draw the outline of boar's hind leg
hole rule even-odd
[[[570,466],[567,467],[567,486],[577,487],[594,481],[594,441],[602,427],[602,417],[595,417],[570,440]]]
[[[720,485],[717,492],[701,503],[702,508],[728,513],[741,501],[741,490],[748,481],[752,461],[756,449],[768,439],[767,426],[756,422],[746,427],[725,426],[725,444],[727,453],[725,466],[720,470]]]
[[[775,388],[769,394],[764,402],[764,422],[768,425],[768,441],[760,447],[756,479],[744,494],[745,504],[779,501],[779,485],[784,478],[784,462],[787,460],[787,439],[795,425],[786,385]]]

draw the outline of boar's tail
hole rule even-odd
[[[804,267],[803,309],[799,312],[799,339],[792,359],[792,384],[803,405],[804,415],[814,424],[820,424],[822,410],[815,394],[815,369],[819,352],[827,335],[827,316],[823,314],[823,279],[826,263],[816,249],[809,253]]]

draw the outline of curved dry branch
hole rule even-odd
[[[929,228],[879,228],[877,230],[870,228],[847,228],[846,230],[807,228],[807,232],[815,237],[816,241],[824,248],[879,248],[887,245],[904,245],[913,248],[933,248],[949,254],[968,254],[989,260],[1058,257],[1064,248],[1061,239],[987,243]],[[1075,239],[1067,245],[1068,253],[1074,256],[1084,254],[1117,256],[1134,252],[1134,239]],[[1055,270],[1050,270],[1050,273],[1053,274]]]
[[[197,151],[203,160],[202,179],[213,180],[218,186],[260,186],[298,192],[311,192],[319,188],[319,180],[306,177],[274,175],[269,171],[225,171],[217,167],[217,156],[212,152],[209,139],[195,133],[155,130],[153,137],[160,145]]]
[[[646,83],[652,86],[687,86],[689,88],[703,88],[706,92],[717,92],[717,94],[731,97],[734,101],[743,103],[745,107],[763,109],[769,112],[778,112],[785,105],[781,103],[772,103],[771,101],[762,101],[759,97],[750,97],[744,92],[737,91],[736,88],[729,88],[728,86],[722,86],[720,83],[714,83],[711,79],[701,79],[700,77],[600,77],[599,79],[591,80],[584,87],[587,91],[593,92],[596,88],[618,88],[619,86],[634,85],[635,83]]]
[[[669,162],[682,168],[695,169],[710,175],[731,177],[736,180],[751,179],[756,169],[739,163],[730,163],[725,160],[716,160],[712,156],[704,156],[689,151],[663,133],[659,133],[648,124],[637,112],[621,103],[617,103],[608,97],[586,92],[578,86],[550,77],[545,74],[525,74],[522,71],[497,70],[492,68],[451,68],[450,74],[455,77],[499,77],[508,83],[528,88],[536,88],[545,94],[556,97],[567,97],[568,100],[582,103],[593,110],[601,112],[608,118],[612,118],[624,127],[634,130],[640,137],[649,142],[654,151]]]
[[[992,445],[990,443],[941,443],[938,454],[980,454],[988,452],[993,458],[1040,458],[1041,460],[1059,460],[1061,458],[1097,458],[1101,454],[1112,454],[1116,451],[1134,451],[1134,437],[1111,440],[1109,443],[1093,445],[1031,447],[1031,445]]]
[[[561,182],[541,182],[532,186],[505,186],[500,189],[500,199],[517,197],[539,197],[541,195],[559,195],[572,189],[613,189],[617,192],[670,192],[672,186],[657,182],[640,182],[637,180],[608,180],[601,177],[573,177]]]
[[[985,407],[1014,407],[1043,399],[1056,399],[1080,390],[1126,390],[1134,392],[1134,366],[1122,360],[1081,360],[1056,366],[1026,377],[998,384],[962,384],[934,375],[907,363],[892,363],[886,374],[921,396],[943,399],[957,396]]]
_ _ _ _
Please gather every line in the listing that contains the word "boar". Case counts, so match capitalization.

draw the outline of boar's hind leg
draw the outline of boar's tail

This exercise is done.